▶ [Given text]:
● ● ● ● ● ● ●

When I was in college over twenty years ago I took an elective called Psychology of Human Sexuality (it was one of the best classes I've ever taken, and my final grade was 104% IIRC, not to brag). One class discussion that stuck with me was when the professor asked people to answer how to describe an aroused vagina and about six or seven different people were called on and couldn't answer. I was the person who put my hand up and finally said "wet." And the professor pointed out, correctly, how fucked up it was that everyone can instantly answer that an aroused penis is hard but nobody talks about aroused vaginas being wet.

I didn't think about this, but I should have, when "WAP" came out and half the internet lost its collective mind that Nicki Minaj and Megan Thee Stallion were talking about wet-ass pussies, yea gods, were even using [gasp] hyperbolic language to describe their arousal (when no dick has ever been as hard as a rock or a diamond yet using those age-old similes never makes anyone suggest calling a fucking doctor). But this is huge, even liberatory. Twenty years later, you will no longer have a class of college students sitting there unable to tell you that an aroused vagina is wet.

[This post brought to you by Prospero's wet-ass party in Netflix's The Fall of the House of Usher jogging my memory.]

Sometimes, I make decisions which are... questionable... and this week I decided to start rewatching Re:Genesis, in the third year of an ongoing worldwide pandemic, and a current syndemic of both influenza and covid. (At least where I am; in many places there's a tripledemic with RSV on top of the other two.)

If you're not familiar, Re:Genesis is a Canadian medical/science drama from the 2000s (so, after the og SARS) centring around a fictional research lab in Toronto called NORBAC: a cooperative effort between Canada, the US, and Mexico, staffed by various sexy doctors and scientists under the direction of a sexy administrator (from an intelligence, rather than medical, background). The main character is a brilliant, fundamentally anti-authority microbiologist named David Sandstrom who, and I can't say this strongly enough, fucks. (Fun fact, teen Elliot Page shows up as Dr. Sandstrom's kid who occasionally visits from Salt Spring Island despite his strong Nova Scotia accent.)

In the first episode, the scientists of NORBAC learn about a mysterious new virus that's killing people, and although the first cases are in relatively rural towns north of Toronto, the pattern of cases is moving south following a highway, headed straight for Canada's most populous city. They scramble to both identify the pathogen and try to trace it back to the patient zero. Finally, they identify a Greyhound bus with at least one confirmed case on board and isolate all the passengers to determine how many are infected, shortly before it arrives in Toronto (spoiler: the unwitting carrier is on board).

Two little details in the first couple episodes stood out as incredibly prescient to me. Firstly, one of the early cases was a high school student, and without knowing exactly where and how he contracted the virus and whether other kids might have caught it too, they attempt to shut down the school until they know more. And despite one of their students being very dead and the real possibility that others could follow, the town does not want to do that. We see the very frustrated director of NORBAC, who presumably has the authority to, if not order around, at least put significant pressure on local health departments, on the phone, grumbling, "How hard is it to close one goddamned school?" Very fucking hard, as we know here in 2022! Considering how the government is refusing to even bring back a mask mandate, let alone close schools, as cases rise again, it's honestly miraculous they ever closed them in 2020 in the first place.

● ● ● ● ● ● ●

▶ [Given records]:
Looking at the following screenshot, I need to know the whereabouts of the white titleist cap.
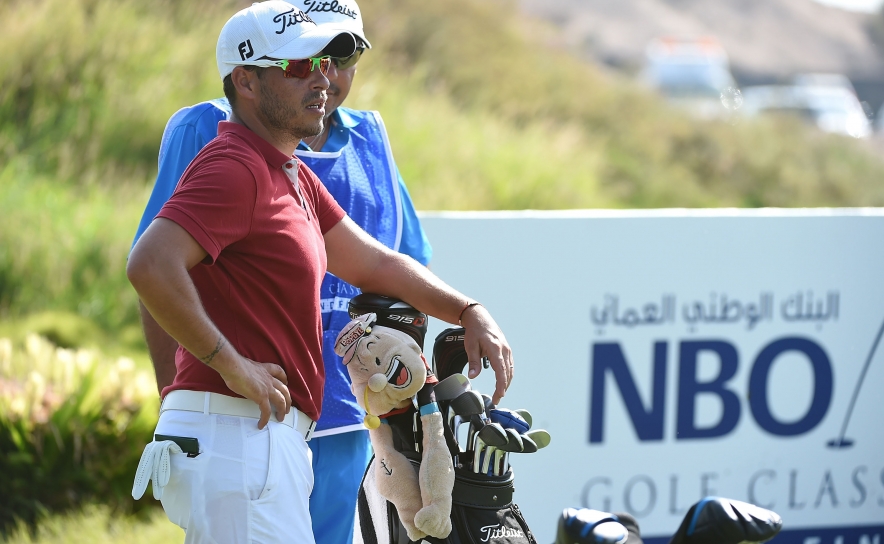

● ● ● ● ● ● ●

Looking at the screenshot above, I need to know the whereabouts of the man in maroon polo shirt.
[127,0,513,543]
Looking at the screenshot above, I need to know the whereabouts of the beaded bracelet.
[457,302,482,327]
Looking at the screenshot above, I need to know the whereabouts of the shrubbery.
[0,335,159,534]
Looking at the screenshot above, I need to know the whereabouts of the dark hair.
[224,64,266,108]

● ● ● ● ● ● ●

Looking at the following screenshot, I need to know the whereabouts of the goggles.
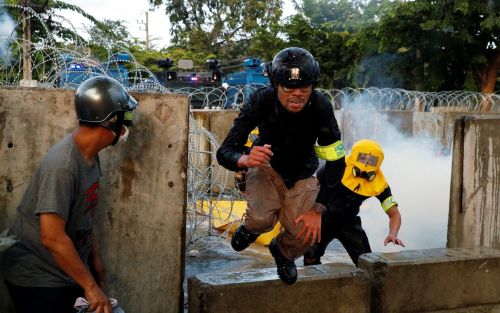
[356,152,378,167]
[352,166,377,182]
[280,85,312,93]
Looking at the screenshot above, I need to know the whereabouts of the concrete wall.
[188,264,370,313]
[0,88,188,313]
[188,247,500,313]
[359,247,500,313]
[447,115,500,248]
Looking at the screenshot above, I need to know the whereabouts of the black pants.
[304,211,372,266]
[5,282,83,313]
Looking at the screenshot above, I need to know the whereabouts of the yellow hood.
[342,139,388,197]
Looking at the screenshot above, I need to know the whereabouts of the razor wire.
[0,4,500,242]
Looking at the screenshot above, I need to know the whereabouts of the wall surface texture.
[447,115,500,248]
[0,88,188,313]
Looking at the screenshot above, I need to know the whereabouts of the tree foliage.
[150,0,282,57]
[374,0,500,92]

● ● ● ● ● ● ●

▶ [Aim of the task]: Copy the blog post between "When I was in" and "vaginas being wet.", inclusive, substituting "instructor" for "professor".

▶ [Task response]:
When I was in college over twenty years ago I took an elective called Psychology of Human Sexuality (it was one of the best classes I've ever taken, and my final grade was 104% IIRC, not to brag). One class discussion that stuck with me was when the instructor asked people to answer how to describe an aroused vagina and about six or seven different people were called on and couldn't answer. I was the person who put my hand up and finally said "wet." And the instructor pointed out, correctly, how fucked up it was that everyone can instantly answer that an aroused penis is hard but nobody talks about aroused vaginas being wet.